Bereitgestellter Text =
──────────────────────────────

# Server mit ThreadPool beenden



## tdc (7. Jan 2013)

Hi,
ich versuche grad ein kleines Server-Client-Programm zu schreiben. Hierfür verwende ich beim Server einen ThreadPool, damit evtl. mehrere Clients gleichzeitig mit dem Server interagieren können. Ist das okay, oder sollte man inzwischen lieber NIO verwenden?

Mit dem ThreadPool habe ich jedenfalls das Problem, dass irgendwas scheinbar nicht richtig beendet wird, bzw. im Hintergrund irgendein Thread weiterläuft. Wenn ich nur den Server starte und wieder beende ist alles okay. Wenn ich nur den Client starte bekomme ich "java.net.ConnectException: Connection refused", das ist aber auch richtig so und wenn ich ihn wieder beende scheint auch alles zu funktionieren. Wenn ich alledings erst den Server starte, dann den Client starte und wieder beende und dann auch den Server stoppe, wird in Eclipse das "Terminate"-Symbol rot angezeigt, was ja eigentlich nur der Fall ist, wenn das Programm noch läuft, es scheint also noch irgendwas im Hintergrund zu laufen - oder irre ich mich da?

──────────────────────────────

Schriftliche Aufgaben =
A – Beantworten Sie anhand des Forenbeitrags zum ThreadPool-Server diese Fragen:
(i) Wozu wird beim Server ein ThreadPool eingesetzt?
(ii) Welche Meldung erscheint, wenn nur der Client gestartet wird?
(iii) Welches Symbol wird in Eclipse rot angezeigt?
B – Erklären Sie mithilfe des Forenbeitrags zum ThreadPool-Server, warum vermutet wird, dass nach dem Stoppen des Servers noch etwas im Hintergrund läuft.
Die Einträge sind eigenständiges Material und stehen in keinem Zusammenhang mit dem Forenbeitrag zum ThreadPool-Server.

Bereitgestellte Einträge =

──────────────────────────────

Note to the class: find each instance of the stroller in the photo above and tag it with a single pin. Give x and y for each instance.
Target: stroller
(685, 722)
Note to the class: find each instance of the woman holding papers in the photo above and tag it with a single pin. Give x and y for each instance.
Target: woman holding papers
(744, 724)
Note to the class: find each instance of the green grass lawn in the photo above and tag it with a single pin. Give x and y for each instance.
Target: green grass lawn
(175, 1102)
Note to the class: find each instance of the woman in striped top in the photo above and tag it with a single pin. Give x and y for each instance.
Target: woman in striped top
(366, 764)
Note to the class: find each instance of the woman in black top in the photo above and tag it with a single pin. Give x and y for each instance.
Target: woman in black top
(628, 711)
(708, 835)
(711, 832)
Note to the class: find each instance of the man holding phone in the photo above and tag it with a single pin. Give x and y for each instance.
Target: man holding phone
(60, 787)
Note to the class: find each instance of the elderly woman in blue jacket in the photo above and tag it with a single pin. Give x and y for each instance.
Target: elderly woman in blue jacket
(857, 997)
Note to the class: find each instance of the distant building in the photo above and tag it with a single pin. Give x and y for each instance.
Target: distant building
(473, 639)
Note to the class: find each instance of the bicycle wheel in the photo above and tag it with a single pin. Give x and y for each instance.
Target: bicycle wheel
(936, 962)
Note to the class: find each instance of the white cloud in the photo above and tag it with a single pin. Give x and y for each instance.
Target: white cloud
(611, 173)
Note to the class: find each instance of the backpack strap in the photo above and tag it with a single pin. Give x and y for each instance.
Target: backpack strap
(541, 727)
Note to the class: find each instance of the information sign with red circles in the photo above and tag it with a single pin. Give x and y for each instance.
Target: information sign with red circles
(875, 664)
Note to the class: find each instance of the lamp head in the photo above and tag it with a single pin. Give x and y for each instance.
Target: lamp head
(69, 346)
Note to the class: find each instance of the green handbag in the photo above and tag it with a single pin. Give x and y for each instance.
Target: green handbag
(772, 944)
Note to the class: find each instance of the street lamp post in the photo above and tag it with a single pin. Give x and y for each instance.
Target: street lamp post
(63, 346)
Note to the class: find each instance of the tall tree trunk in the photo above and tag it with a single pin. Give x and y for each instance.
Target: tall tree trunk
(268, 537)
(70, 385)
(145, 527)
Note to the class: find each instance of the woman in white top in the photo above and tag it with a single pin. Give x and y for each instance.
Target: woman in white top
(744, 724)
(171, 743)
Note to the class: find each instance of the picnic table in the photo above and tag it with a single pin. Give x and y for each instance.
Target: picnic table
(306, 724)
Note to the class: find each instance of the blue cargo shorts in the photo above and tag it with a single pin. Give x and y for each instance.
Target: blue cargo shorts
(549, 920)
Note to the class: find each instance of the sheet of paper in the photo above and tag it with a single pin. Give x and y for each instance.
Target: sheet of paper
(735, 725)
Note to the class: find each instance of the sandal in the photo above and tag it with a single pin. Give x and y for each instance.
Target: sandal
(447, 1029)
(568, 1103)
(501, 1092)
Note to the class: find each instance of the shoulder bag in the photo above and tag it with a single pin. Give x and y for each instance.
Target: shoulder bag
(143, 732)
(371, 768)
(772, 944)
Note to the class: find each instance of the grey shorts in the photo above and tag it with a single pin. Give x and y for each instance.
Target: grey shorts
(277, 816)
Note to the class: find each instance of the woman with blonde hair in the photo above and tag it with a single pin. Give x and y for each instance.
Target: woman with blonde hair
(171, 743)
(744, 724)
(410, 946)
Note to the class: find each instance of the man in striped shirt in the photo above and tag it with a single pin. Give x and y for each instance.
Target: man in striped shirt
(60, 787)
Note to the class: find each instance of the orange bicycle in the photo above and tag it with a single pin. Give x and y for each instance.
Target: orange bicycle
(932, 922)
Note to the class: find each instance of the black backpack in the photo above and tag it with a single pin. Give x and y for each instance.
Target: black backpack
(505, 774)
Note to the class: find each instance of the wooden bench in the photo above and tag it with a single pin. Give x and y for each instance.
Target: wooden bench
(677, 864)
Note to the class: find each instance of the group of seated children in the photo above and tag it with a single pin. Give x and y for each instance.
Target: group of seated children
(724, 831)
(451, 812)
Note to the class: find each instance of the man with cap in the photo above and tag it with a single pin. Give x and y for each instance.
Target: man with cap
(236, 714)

──────────────────────────────

Gelöste Aufgaben =
A –
(i) Damit eventuell mehrere Clients gleichzeitig mit dem Server interagieren können.
(ii) Die Meldung „java.net.ConnectException: Connection refused“.
(iii) Das „Terminate“-Symbol.

B – Nachdem zuerst der Server und dann der Client gestartet, der Client beendet und schließlich der Server gestoppt wurde, zeigt Eclipse das „Terminate“-Symbol rot an. Das ist normalerweise nur der Fall, wenn das Programm noch läuft. Daraus wird geschlossen, dass im Hintergrund noch irgendein Thread weiterläuft.